## Tarefas propostas
(A) No texto sobre a cultura e os museus, por que motivo a declaração afirma que não nos podemos considerar donos de tudo o que nos foi coletivamente legado? Responda em uma a três frases.
(B) Prossiga o texto sobre a cultura e os museus a partir do ponto em que termina.

## Texto extraído
Muito se tem falado e escrito nos últimos tempos sobre o papel da cultura e mais especificamente dos museus na sociedade atual. Esta é uma temática muito debatida nos últimos anos, tendo a situação pandémica vivida em 2020 e 2021 reacendido o interesse e dado origem a uma diversidade de tomada de posições, análises críticas e muitas opiniões.
Entre algumas iniciativas lideradas pela sociedade civil destaca-se a Plataforma pelo Património Cultural, uma declaração firmada por diversas associações que pretende afirmar “o património como valor estratégico e oportunidade nacional”. Referem que “o Património Cultural constitui o activo mais precioso de qualquer país, em especial dos que possuem percursos históricos mais antigos e cujos recursos naturais foram parcialmente exauridos com o tempo. Trata-se de um activo de que cada geração, presente e futura, se deve considerar como fiel depositária e cuja amplitude transcende a esfera estritamente nacional. Não podemos considerar-nos donos de tudo quanto nos foi colectivamente legado e que pertence em grande maioria a quem nos antecedeu, cabendo-nos a nós apenas reparti-lo com os nossos contemporâneos e com quem nos há-de suceder. Cuidar e desenvolver o Património Cultural, muito mais do que uma decorrência da lei, nacional, europeia ou universal constitui, pois, um imperativo civilizacional e de cidadania”.

## Excerto de origem
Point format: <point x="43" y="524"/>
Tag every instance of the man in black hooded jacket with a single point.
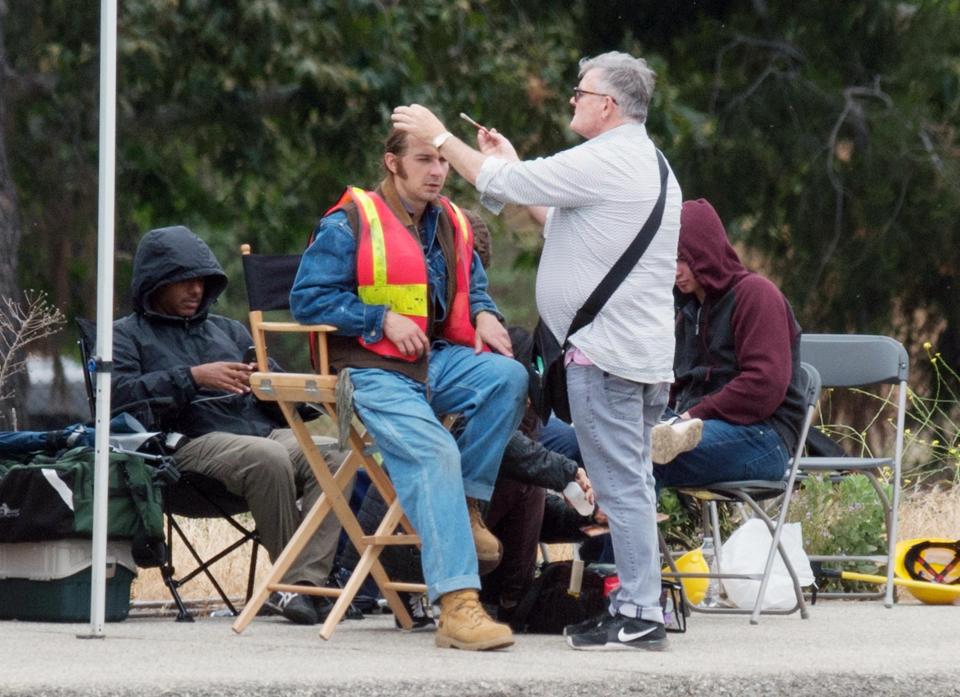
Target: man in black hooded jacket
<point x="172" y="347"/>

## Resultados por tarefa
(A) Porque esse legado pertence, em grande maioria, a quem nos antecedeu. A cada geração cabe apenas ser fiel depositária dele e reparti-lo com os contemporâneos e com quem há de suceder.

(B)
Esta problemática é transversal a diversas áreas do conhecimento e ultrapassa fronteiras locais, regionais e internacionais. Por outro lado, as questões relacionadas com a preservação e valorização patrimonial não se colocam só nos grandes centros urbanos, elas parecem intensificar-se nas regiões de interior e nos territórios de baixa densidade, onde os desafios que se colocam à cultura e à mediação cultural são ainda mais complexos.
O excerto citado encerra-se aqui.